Enunciado
No excerto sobre o naufrágio de Texel, quantos livros encadernados em pele foram encontrados a bordo do navio?

Excerto
--------

Anos de investigação deram origem a mais perguntas do que respostas sobre o espectacular conteúdo de um naufrágio do século XVII, nos Países Baixos, que inclui algumas das mais importantes descobertas de vestuário alguma vez feitas na Europa.
O naufrágio, escavado entre 2014 e 2017, foi descoberto em 2009 por um grupo de mergulho em Texel, uma ilha no mar de Wadden, quase 100 quilómetros a norte de Amsterdão. Desde então, cerca de 1500 artefactos recolhidos no naufrágio – conhecido como “Palmwood Wreck” em inglês, devido à sua valiosa carga de madeira– têm sido estudados e submetidos a trabalhos de conservação por uma equipa internacional de investigadores.
O que mais espantou os arqueólogos foi a descoberta de peças de roupa luxuosas e invulgarmente bem preservadas a bordo do navio, incluindo um elegante vestido com loveknots bordados em prata, um elaborado vestido em damasco, um conjunto de toilette de senhora com espelho, e uma túnica de veludo de estilo otomano tingida com cochonilha, um pigmento cor de rubi obtido a partir de insectos que só existem no continente americano.
Para além destas peças foi também descoberta a bordo uma colecção de 32 livros encadernados em pele, dos séculos XVI e XVII. Embora as páginas se tenham dissolvido há muito, as capas em relevo revelam volumes de vários países, incluindo França e Polónia, e um com o brasão da Casa Real britânica dos Stuart.

--------

Entradas de anotação de coordenadas

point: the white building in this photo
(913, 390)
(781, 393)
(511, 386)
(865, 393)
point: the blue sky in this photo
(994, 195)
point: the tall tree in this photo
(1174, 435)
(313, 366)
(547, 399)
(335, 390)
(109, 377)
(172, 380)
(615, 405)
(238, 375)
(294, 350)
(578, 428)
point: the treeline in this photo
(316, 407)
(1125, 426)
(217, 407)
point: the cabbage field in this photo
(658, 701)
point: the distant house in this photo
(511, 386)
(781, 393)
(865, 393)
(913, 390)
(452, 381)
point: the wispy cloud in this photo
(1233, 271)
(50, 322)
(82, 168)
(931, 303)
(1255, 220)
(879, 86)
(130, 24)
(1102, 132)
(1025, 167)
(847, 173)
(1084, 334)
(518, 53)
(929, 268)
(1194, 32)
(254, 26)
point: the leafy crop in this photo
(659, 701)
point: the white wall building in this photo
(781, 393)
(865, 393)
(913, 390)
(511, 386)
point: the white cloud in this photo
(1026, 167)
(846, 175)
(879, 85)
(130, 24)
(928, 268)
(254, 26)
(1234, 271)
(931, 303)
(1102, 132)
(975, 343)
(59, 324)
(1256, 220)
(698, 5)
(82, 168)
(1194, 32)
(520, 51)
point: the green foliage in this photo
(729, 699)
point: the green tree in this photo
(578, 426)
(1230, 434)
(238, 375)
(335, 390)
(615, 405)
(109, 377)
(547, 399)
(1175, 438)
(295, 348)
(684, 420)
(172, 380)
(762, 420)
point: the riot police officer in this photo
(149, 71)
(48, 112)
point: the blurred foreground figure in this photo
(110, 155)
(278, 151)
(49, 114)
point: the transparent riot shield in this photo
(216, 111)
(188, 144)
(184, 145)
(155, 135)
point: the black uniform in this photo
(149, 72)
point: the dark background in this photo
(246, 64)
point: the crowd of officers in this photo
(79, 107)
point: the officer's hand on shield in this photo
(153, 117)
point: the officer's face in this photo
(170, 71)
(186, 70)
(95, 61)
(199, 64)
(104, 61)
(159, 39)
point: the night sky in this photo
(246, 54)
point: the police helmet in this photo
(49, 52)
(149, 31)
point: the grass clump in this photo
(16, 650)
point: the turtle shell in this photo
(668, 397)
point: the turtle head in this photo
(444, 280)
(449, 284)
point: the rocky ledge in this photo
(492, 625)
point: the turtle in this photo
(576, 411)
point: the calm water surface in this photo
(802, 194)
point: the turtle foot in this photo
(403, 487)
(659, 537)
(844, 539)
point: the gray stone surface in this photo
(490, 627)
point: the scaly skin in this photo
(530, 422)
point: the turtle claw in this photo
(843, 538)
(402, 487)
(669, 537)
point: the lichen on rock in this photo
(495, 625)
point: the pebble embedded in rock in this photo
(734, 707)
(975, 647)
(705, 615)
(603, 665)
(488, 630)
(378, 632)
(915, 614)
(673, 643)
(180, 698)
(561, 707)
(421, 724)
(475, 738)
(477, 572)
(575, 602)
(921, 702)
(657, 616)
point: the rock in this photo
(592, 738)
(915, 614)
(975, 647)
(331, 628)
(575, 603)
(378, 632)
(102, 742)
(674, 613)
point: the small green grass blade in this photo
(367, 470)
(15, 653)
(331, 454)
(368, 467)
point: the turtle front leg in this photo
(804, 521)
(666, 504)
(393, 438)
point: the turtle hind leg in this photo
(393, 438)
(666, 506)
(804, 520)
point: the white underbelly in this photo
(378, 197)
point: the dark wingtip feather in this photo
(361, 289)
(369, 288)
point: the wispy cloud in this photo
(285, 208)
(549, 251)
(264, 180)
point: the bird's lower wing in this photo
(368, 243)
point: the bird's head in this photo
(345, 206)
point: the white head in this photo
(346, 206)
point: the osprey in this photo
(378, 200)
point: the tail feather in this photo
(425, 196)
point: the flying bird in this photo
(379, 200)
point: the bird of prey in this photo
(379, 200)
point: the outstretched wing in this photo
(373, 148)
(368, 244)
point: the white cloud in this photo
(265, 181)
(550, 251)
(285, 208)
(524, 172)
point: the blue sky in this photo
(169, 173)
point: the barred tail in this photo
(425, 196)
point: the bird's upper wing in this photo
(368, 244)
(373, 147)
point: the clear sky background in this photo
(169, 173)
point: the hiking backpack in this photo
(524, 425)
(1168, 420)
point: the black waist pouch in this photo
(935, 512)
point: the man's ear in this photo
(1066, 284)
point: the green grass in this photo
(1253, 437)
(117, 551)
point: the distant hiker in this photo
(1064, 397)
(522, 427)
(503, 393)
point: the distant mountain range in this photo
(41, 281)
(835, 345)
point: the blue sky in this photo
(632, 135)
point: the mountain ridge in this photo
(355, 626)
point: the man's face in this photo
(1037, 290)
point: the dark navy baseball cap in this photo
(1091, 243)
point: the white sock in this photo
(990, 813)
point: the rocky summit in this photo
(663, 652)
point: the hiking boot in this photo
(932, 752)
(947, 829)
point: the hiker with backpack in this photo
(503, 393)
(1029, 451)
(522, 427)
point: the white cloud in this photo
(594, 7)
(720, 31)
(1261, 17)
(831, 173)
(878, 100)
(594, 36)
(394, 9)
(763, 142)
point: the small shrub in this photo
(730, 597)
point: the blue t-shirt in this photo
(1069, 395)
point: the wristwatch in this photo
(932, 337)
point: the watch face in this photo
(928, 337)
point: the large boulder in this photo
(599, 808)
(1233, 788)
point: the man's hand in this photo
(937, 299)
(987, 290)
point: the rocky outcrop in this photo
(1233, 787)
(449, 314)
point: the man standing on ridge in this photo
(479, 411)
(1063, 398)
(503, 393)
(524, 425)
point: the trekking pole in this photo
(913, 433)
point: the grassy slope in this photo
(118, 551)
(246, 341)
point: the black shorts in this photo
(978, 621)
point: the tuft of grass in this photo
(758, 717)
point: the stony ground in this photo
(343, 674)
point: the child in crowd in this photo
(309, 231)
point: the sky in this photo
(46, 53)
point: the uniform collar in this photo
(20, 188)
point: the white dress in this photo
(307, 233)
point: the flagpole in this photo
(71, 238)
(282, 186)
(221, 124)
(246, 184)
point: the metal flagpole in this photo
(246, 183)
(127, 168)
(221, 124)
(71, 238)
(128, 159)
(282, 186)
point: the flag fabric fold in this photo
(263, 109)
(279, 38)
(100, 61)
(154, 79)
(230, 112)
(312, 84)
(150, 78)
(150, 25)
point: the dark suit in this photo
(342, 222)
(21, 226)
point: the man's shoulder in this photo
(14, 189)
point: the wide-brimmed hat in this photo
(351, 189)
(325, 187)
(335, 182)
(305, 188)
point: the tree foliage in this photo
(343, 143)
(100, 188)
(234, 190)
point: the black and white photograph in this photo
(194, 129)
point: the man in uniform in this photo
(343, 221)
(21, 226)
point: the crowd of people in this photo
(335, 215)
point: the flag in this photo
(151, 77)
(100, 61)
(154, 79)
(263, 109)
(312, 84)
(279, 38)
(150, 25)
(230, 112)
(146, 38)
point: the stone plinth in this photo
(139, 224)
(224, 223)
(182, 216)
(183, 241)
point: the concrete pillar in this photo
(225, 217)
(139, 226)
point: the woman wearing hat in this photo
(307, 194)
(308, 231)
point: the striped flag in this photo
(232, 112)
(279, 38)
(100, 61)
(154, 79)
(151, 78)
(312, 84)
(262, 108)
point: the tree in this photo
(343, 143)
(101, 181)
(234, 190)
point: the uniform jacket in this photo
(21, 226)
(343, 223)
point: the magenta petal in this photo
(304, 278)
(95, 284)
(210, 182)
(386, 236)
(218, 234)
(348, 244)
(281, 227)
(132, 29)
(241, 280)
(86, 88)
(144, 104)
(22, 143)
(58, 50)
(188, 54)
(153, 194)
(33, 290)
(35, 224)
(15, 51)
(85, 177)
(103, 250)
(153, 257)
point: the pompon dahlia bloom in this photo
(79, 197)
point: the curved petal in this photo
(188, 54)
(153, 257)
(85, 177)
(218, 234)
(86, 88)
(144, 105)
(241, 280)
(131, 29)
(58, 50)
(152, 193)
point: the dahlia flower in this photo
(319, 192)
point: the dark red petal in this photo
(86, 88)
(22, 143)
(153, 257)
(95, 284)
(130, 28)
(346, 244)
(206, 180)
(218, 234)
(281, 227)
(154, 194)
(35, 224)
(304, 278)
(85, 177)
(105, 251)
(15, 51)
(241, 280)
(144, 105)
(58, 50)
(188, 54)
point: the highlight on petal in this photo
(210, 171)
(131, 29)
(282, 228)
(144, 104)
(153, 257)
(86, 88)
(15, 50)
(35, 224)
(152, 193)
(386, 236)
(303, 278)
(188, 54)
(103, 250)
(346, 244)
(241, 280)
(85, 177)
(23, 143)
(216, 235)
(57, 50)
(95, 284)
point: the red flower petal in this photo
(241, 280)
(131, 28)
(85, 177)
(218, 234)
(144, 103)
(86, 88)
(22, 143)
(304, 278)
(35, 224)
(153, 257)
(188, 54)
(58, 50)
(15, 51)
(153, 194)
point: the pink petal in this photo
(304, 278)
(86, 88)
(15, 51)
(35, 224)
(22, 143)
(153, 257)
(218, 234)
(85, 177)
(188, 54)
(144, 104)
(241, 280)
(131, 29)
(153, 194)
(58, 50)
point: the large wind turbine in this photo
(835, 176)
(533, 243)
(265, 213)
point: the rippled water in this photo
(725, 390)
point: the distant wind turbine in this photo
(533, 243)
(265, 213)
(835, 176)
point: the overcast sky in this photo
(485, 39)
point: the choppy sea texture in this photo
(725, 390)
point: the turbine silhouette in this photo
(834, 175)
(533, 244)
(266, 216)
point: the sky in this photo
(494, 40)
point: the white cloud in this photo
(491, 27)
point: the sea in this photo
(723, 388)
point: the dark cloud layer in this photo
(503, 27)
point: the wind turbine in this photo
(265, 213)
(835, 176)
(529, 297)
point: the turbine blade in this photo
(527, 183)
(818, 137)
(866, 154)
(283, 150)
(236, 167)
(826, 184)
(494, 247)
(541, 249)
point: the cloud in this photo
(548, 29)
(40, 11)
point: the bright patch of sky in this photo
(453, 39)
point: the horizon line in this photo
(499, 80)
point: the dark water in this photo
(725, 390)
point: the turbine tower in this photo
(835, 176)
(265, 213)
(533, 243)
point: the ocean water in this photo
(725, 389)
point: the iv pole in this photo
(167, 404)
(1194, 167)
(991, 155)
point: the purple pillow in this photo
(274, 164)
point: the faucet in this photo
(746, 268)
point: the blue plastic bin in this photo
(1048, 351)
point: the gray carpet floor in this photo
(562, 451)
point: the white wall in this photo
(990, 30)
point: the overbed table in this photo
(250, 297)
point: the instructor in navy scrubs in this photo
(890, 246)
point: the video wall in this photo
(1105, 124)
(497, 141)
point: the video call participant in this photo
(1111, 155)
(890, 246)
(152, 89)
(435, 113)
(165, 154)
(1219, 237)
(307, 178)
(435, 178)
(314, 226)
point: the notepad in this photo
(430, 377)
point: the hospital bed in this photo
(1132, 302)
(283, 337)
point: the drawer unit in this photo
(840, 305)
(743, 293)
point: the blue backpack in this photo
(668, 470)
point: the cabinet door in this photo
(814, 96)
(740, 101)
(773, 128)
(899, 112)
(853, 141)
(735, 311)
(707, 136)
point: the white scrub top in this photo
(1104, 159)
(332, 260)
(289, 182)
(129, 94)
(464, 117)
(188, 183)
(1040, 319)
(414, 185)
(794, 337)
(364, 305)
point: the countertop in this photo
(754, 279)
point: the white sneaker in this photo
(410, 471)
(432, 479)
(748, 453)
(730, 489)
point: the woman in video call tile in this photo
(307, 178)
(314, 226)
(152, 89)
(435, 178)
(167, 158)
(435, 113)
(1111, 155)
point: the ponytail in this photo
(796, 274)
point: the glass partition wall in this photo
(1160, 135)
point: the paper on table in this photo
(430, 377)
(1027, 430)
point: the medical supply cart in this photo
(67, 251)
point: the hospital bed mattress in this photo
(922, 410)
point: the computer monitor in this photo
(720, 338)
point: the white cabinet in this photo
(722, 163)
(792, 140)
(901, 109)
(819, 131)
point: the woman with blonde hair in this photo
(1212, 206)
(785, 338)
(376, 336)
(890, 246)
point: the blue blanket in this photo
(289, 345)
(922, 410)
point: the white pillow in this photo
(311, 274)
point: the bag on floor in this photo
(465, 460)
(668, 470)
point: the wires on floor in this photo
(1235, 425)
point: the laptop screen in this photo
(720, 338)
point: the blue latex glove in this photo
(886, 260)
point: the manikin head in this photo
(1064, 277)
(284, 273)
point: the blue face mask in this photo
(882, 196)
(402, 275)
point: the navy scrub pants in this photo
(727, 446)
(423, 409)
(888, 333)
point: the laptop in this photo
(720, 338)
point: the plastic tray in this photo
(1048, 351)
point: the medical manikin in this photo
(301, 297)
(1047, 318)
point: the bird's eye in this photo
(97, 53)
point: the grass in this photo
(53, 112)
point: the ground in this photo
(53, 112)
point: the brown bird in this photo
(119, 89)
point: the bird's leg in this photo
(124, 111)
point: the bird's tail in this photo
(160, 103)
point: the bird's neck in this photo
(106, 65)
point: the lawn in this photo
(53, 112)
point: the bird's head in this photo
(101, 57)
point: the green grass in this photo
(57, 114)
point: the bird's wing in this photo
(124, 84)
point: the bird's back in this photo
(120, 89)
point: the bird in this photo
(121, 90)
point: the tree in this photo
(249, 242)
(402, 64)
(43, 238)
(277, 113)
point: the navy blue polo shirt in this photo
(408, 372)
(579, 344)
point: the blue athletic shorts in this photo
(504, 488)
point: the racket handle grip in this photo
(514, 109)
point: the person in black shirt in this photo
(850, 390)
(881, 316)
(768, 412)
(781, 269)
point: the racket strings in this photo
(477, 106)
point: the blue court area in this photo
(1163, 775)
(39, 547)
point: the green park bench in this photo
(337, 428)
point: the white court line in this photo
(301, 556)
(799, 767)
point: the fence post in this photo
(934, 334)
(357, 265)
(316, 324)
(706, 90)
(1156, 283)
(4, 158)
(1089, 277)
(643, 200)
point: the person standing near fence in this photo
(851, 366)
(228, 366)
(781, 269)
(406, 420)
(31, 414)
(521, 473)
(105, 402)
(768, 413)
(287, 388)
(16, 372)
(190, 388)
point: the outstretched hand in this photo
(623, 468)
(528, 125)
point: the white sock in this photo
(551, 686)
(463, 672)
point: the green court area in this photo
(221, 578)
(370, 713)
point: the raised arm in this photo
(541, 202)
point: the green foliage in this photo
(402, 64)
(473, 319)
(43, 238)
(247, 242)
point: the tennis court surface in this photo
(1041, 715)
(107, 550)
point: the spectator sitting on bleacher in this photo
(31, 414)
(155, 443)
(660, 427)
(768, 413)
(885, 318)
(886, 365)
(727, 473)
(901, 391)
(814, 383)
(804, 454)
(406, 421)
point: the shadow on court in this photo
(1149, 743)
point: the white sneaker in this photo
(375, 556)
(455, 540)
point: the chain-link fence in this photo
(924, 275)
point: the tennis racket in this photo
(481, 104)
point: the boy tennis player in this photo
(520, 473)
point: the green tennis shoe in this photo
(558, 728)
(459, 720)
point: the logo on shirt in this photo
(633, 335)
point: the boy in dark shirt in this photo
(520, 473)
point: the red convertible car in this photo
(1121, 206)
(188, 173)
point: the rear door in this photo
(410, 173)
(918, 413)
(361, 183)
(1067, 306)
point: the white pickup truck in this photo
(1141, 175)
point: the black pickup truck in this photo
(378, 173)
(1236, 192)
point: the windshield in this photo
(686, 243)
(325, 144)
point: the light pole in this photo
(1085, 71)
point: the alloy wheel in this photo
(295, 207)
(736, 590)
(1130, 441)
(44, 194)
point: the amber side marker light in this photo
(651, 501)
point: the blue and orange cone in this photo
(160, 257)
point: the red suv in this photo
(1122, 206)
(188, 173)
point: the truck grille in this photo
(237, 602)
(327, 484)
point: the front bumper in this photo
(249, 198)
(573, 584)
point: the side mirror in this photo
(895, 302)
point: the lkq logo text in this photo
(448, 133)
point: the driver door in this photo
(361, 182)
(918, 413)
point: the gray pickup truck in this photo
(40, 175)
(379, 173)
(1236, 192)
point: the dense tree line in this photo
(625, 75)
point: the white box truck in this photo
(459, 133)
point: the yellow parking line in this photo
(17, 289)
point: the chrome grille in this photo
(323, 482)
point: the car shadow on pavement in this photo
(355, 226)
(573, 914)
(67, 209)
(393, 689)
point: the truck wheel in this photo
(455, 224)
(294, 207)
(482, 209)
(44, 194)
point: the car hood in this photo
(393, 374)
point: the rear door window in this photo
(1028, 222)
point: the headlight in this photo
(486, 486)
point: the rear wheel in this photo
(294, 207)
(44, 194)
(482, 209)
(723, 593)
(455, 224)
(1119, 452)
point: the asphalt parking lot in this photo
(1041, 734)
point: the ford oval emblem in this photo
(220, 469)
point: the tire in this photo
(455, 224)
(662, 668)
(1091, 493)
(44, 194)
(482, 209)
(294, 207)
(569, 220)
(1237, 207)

--------

Resultado
Foram encontrados 32 livros encadernados em pele, dos séculos XVI e XVII.